[Stored data entries]
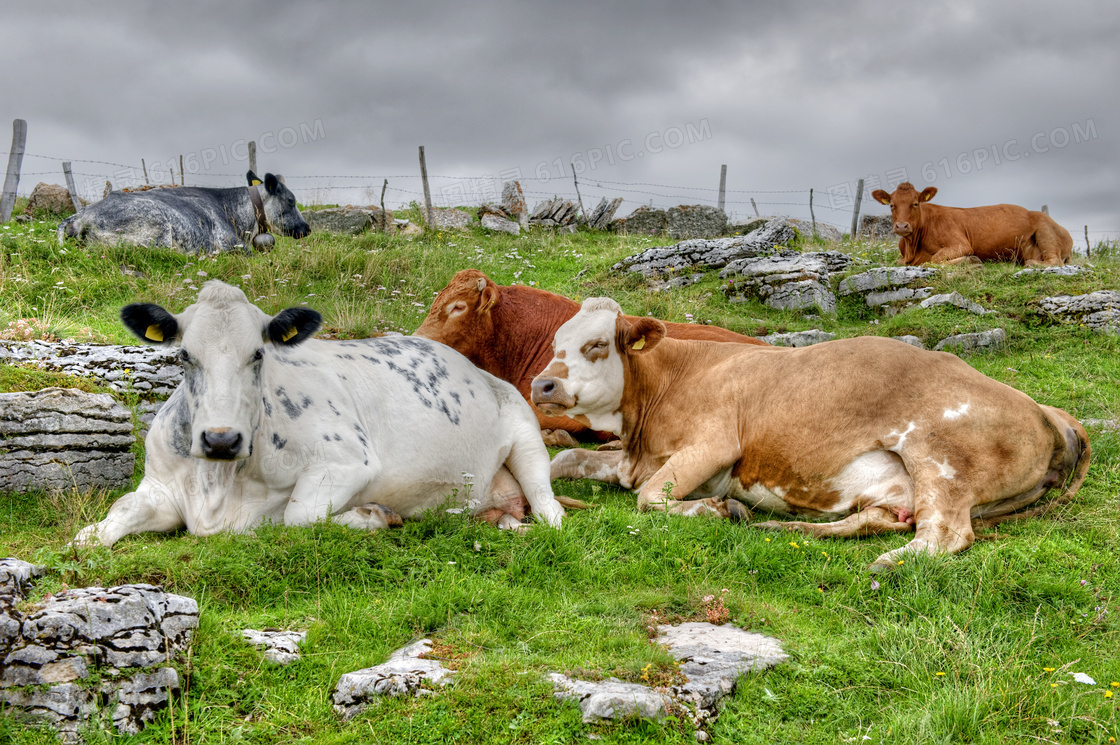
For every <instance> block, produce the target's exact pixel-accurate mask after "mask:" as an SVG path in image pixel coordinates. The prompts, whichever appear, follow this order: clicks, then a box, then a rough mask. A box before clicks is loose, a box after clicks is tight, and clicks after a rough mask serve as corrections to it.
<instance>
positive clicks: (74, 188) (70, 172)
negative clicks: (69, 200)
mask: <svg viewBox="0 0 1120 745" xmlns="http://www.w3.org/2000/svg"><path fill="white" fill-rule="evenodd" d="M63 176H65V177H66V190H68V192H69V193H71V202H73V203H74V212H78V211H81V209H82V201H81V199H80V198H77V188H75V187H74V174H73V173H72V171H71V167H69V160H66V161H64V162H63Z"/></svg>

---

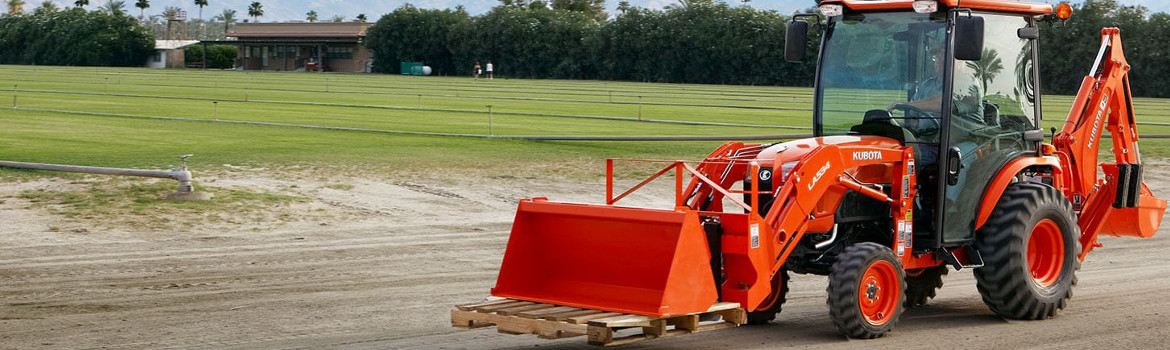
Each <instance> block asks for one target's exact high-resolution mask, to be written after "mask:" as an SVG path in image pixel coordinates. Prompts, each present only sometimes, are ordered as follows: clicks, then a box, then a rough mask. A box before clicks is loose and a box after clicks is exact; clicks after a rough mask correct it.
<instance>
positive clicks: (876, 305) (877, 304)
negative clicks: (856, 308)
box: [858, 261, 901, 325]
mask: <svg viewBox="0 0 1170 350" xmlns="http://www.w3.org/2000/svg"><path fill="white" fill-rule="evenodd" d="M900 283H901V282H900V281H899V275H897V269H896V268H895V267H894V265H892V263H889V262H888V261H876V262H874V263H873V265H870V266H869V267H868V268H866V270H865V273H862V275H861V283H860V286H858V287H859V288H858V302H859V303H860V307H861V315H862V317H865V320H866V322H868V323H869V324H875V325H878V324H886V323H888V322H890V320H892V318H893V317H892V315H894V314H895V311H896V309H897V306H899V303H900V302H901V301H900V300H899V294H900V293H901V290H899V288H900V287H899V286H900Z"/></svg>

==

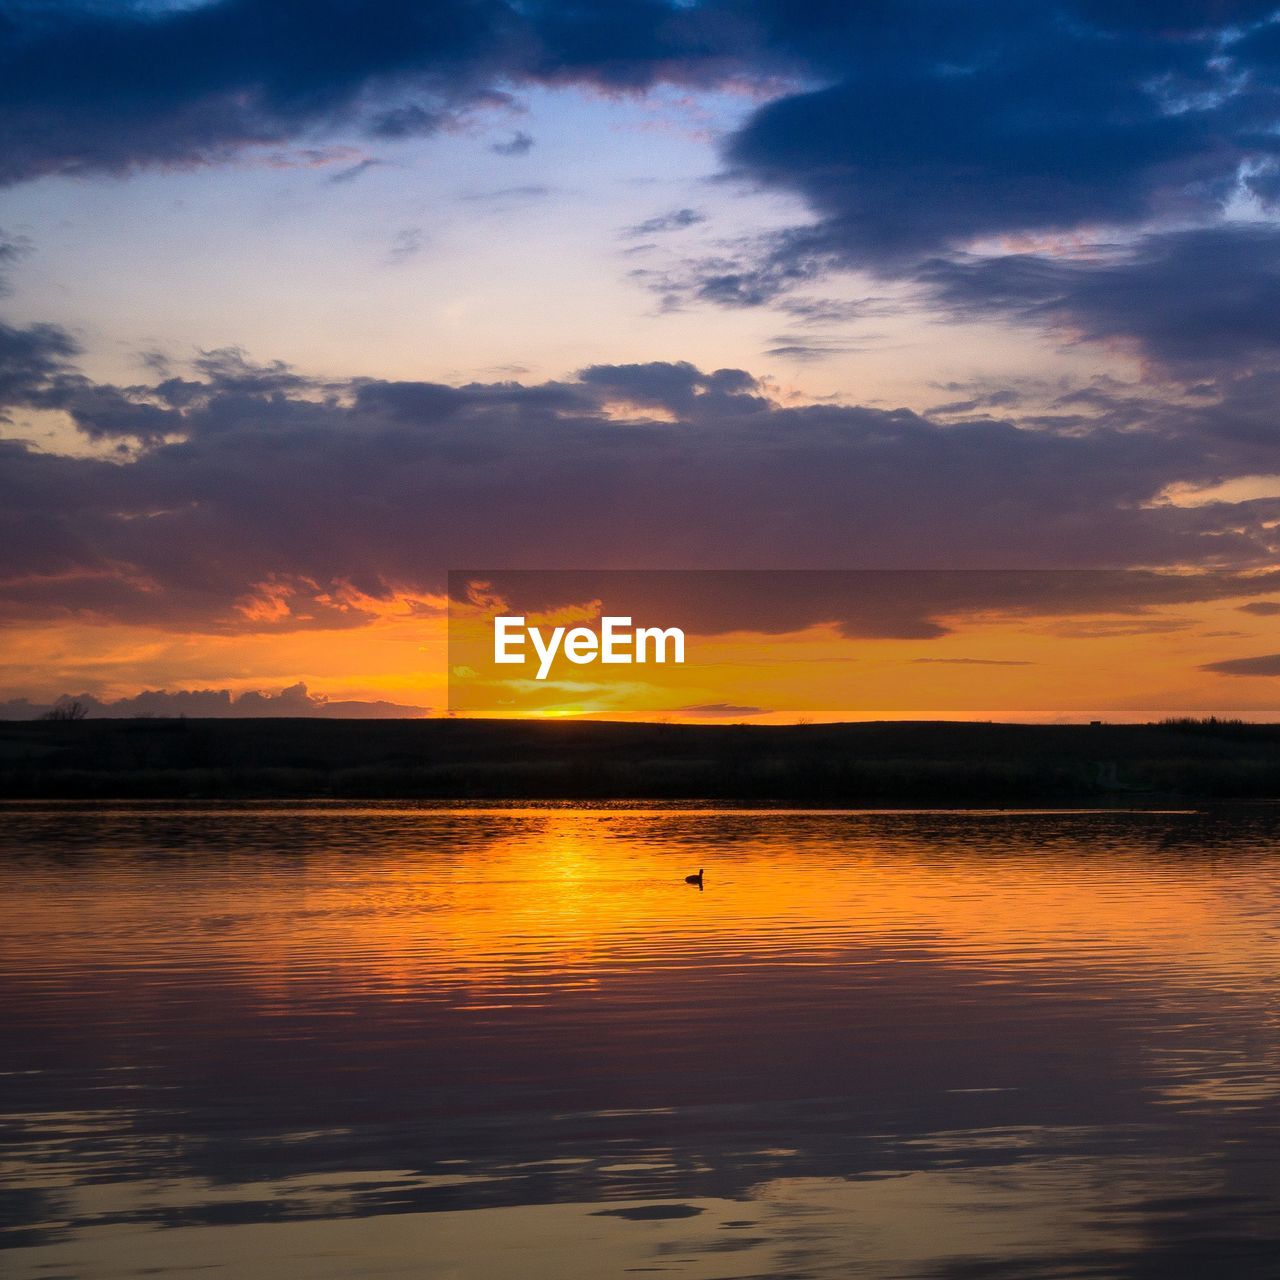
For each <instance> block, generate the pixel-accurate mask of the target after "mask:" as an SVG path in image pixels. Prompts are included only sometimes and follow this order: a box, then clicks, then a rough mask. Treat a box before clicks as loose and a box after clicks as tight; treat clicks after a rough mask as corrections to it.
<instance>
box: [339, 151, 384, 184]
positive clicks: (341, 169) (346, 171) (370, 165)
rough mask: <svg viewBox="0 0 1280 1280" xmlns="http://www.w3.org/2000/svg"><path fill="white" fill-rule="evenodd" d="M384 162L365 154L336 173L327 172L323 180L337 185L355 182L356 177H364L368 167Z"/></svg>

## [What the task requires]
Can you give the material again from the line that has "For every <instance>" through the line that has "negative clicks: (69, 200)", swapping "clicks" for "points" and leaving everything else as it is?

## [Your response]
For every <instance> block, produce the target's exact pixel-accurate mask after "mask:" as an SVG path in image pixel coordinates. The prompts, whichever appear, follow this order: points, then a box, then a rough mask. A box before points is loose, a box after points is tight, and points after a rough mask serve as corrections to it.
<instance>
positive points: (74, 188) (70, 172)
negative points: (69, 200)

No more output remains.